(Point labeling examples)
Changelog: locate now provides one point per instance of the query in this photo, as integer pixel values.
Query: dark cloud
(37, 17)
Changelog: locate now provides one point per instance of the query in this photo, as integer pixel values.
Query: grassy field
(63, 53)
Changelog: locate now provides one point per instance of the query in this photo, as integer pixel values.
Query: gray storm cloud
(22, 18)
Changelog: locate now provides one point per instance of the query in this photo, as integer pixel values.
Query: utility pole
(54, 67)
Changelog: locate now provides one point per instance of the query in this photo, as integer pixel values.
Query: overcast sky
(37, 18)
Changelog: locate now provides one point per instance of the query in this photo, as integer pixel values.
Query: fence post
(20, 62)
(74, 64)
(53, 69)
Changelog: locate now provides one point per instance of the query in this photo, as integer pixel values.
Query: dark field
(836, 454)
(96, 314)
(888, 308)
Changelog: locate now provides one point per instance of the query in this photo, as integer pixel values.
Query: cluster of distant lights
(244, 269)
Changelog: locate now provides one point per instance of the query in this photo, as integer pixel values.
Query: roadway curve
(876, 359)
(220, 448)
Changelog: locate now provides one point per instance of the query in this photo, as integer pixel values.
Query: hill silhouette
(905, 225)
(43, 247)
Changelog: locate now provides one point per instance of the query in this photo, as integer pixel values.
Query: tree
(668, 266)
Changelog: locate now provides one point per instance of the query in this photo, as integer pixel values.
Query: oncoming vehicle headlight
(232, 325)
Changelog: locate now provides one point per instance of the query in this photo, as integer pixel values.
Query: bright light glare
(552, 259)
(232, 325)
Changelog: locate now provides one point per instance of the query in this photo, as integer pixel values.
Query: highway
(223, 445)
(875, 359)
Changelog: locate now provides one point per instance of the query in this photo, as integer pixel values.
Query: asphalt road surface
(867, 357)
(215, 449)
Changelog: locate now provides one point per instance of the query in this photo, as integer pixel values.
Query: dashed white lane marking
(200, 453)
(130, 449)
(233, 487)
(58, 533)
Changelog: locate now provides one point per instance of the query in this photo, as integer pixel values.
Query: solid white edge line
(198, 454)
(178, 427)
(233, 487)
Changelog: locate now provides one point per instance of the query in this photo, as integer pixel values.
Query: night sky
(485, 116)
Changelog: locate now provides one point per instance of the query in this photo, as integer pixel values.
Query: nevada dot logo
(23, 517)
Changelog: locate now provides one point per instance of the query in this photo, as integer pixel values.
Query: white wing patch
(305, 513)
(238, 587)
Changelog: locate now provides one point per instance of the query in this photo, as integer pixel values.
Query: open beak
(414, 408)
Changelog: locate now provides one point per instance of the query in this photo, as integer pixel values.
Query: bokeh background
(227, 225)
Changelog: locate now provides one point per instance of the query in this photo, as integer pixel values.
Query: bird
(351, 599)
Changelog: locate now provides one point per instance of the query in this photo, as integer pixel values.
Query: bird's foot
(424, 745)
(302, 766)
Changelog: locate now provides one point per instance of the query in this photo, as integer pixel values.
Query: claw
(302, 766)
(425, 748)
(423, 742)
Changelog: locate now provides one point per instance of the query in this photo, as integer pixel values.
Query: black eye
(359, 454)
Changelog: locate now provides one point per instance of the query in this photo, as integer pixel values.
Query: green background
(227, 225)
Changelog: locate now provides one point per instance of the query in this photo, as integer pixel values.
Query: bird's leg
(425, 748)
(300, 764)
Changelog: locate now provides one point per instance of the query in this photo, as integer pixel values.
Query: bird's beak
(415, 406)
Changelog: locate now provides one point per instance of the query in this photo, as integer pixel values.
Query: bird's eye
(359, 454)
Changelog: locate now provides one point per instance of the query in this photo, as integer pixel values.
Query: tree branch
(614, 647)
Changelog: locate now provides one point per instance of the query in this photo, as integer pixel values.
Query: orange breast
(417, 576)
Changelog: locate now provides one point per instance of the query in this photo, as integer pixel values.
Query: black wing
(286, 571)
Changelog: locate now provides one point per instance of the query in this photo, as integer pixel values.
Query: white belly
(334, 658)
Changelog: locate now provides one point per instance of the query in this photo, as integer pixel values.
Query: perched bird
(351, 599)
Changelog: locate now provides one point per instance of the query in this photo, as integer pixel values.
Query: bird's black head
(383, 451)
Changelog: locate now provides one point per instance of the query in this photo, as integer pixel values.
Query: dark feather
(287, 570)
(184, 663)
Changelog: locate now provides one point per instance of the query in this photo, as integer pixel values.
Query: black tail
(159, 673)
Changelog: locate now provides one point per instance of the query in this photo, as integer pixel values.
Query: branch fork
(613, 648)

Prompt: Pick out every line in the records above that contains the string "white", and copy each one. Case counts.

The completed task:
Query: dashed white lane marking
Query: solid white edge line
Query: white wing patch
Query: white belly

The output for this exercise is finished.